__How to complete this task__: Set down the following article on community cafés in full, reproducing every word and mark of punctuation without alteration.
___ Exercise passage ___
Community cafés: A social enterprise that aims to bring people together
With a rise in loneliness in the pandemic, people are appreciating the importance of their community. Zara Ali aims to create an inclusive space that brings the community together with her café.
“I want them to feel like they can just pop by in the cafe and get a bit of food, get coffee or just like have somebody to speak to. That’s what the goal really is” says Zara Ali, the manager of The Hideout Café- a community café in Grange town.
Nestled right in the centre of Grange Gardens, The Hideout Café, is a small community café run by Zara Ali, an entrepreneur and mother of four, and her business partner. The café, a part of the newly renovated Grange Pavilion, runs on the ethos of inclusivity and community building and was set up to provide a safe space for the Grange community. Zara gets candid with InterCardiff as she opens up about finding her feet in the newly renovated space, her future goals for her café and the impact of the pandemic on running a community café.
“When we opened the café, in 2018, we were doing a lot of events that brought people together from all different walks of life. These events would encourage people to talk about their experiences over a cup of coffee. That’s how we initially started, and then a lot of people from the community would come and participate in these events.”
The Hideout Café is a community café located in Grange Pavilion, a space that was created to support community-led events in Grange gardens. The pavilion provides public amenities such as office space, a community garden, rooms for hire and the café. It was started in 2018 by Zara and her business partner with the intention of being a community café that provides a safe space for the neighbouring community.
___ Records provided ___
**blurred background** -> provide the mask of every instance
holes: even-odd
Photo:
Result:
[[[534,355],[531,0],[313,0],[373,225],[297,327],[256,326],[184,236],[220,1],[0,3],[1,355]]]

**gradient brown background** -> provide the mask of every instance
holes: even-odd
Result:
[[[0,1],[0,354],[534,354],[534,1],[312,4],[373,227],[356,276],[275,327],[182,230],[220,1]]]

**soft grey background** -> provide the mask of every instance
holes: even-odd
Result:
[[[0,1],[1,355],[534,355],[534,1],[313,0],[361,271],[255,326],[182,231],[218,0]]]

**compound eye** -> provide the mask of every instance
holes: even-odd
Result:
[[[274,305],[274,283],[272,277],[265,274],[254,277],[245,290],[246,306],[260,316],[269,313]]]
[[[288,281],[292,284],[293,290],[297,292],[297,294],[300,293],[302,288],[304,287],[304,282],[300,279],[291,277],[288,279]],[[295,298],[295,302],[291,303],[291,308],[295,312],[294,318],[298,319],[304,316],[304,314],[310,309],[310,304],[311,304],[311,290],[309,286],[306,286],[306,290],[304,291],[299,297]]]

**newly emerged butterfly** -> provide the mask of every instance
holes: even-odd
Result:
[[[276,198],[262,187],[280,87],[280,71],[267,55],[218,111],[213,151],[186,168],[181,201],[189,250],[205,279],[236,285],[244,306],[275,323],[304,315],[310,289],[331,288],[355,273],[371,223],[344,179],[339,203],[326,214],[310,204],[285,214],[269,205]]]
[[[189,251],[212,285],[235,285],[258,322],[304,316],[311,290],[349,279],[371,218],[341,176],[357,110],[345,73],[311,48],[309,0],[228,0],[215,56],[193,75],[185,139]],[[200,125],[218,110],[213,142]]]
___
__Exercise answer__:
Community cafés: A social enterprise that aims to bring people together
With a rise in loneliness in the pandemic, people are appreciating the importance of their community. Zara Ali aims to create an inclusive space that brings the community together with her café.
“I want them to feel like they can just pop by in the cafe and get a bit of food, get coffee or just like have somebody to speak to. That’s what the goal really is” says Zara Ali, the manager of The Hideout Café- a community café in Grange town.
Nestled right in the centre of Grange Gardens, The Hideout Café, is a small community café run by Zara Ali, an entrepreneur and mother of four, and her business partner. The café, a part of the newly renovated Grange Pavilion, runs on the ethos of inclusivity and community building and was set up to provide a safe space for the Grange community. Zara gets candid with InterCardiff as she opens up about finding her feet in the newly renovated space, her future goals for her café and the impact of the pandemic on running a community café.
“When we opened the café, in 2018, we were doing a lot of events that brought people together from all different walks of life. These events would encourage people to talk about their experiences over a cup of coffee. That’s how we initially started, and then a lot of people from the community would come and participate in these events.”
The Hideout Café is a community café located in Grange Pavilion, a space that was created to support community-led events in Grange gardens. The pavilion provides public amenities such as office space, a community garden, rooms for hire and the café. It was started in 2018 by Zara and her business partner with the intention of being a community café that provides a safe space for the neighbouring community.